* [Exercise prompt]: Copy the following entries verbatim, starting at the line that contains "row: white building" and ending after the line that contains "324], [127, 324]]", with both of those lines included.

____

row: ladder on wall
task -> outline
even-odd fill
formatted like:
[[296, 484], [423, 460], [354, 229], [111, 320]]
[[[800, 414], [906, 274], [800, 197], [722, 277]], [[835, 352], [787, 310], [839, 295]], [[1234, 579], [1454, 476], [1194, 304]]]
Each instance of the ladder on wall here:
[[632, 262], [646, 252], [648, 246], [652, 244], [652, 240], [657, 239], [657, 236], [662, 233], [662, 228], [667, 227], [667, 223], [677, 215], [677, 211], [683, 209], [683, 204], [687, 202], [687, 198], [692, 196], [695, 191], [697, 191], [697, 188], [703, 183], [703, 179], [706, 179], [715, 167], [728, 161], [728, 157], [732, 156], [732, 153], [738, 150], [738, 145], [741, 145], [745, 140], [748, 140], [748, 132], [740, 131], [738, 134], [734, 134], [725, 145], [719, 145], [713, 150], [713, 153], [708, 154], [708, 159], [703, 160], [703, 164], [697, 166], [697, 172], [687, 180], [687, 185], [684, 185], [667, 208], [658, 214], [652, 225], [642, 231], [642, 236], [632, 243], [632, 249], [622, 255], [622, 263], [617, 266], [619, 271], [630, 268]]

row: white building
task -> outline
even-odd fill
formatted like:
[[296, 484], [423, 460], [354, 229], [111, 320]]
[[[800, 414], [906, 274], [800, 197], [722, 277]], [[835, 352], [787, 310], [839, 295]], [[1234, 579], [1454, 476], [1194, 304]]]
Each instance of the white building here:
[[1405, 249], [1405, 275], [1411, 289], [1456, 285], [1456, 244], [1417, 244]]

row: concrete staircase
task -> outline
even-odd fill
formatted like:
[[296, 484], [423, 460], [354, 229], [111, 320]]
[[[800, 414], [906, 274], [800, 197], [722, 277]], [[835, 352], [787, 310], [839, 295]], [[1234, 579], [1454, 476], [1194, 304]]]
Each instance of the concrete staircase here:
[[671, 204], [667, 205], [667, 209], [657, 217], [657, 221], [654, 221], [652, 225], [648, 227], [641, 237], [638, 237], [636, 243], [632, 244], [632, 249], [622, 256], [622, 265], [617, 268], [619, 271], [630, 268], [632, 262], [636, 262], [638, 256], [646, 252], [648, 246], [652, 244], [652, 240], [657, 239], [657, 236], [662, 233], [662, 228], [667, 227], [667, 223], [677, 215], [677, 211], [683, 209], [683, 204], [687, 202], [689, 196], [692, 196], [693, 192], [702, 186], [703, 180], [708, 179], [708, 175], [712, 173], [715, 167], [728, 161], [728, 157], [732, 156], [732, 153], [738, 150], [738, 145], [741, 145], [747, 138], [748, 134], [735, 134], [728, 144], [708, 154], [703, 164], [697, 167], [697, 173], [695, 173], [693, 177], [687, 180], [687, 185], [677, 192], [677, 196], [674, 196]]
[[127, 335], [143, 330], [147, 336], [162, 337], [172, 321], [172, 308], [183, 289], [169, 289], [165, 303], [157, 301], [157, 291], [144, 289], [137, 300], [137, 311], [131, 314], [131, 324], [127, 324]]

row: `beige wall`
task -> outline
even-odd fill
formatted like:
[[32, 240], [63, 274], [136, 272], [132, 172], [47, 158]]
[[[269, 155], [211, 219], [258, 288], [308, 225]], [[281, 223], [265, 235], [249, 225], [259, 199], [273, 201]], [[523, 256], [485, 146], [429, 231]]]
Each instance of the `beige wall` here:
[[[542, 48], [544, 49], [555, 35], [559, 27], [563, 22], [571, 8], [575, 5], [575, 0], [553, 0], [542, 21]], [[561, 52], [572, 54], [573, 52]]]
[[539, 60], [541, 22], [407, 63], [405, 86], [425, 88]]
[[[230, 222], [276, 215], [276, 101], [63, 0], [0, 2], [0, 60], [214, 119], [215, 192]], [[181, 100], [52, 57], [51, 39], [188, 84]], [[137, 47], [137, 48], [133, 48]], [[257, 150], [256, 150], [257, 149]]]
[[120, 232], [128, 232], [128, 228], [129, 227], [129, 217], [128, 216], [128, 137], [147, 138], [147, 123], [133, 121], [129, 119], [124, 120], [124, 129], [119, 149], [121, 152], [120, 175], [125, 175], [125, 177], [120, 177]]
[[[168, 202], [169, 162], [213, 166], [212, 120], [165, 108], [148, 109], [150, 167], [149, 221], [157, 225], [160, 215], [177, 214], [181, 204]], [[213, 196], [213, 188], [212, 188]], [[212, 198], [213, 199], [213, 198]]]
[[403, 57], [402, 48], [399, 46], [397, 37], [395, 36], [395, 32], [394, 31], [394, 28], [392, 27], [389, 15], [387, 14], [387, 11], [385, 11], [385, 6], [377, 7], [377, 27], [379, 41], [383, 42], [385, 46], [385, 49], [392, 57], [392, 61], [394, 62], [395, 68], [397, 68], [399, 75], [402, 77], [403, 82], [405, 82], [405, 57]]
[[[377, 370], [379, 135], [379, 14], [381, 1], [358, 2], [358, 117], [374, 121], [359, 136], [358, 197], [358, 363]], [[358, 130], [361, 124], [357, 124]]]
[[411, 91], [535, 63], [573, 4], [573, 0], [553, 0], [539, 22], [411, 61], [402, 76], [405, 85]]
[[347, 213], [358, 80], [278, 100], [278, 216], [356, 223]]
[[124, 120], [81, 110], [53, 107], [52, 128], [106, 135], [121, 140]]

____

* [Response to the task]:
row: white building
task -> outline
even-odd fill
formatted like:
[[296, 484], [423, 460], [354, 229], [111, 320]]
[[[800, 414], [906, 274], [800, 197], [722, 277]], [[835, 352], [787, 310], [839, 295]], [[1234, 579], [1454, 476], [1194, 304]]]
Each instance of the white building here:
[[1405, 249], [1405, 275], [1411, 289], [1456, 285], [1456, 244], [1417, 244]]

row: concrete staircase
task -> outline
even-odd fill
formatted like:
[[296, 484], [423, 460], [354, 229], [111, 320]]
[[[800, 414], [906, 274], [800, 197], [722, 277]], [[835, 352], [787, 310], [839, 295]], [[1234, 579], [1454, 476], [1194, 304]]]
Each instance of the concrete staircase here:
[[671, 204], [667, 205], [667, 209], [657, 217], [657, 221], [654, 221], [652, 225], [648, 227], [641, 237], [638, 237], [636, 243], [632, 244], [632, 249], [622, 256], [622, 265], [617, 268], [619, 271], [630, 268], [632, 262], [636, 262], [638, 256], [646, 252], [648, 246], [652, 244], [652, 240], [657, 239], [657, 236], [662, 233], [662, 228], [667, 227], [667, 223], [677, 215], [677, 211], [683, 209], [683, 204], [687, 202], [689, 196], [692, 196], [693, 192], [702, 186], [703, 180], [708, 179], [708, 175], [712, 173], [715, 167], [728, 161], [728, 157], [732, 156], [732, 153], [738, 150], [738, 145], [741, 145], [747, 138], [748, 134], [735, 134], [728, 144], [708, 154], [703, 164], [697, 167], [697, 173], [695, 173], [693, 177], [687, 180], [687, 185], [677, 192], [677, 196], [674, 196]]
[[127, 335], [143, 330], [147, 336], [162, 337], [172, 321], [172, 308], [183, 289], [169, 289], [165, 303], [157, 301], [157, 291], [144, 289], [137, 300], [137, 311], [131, 314], [131, 324], [127, 324]]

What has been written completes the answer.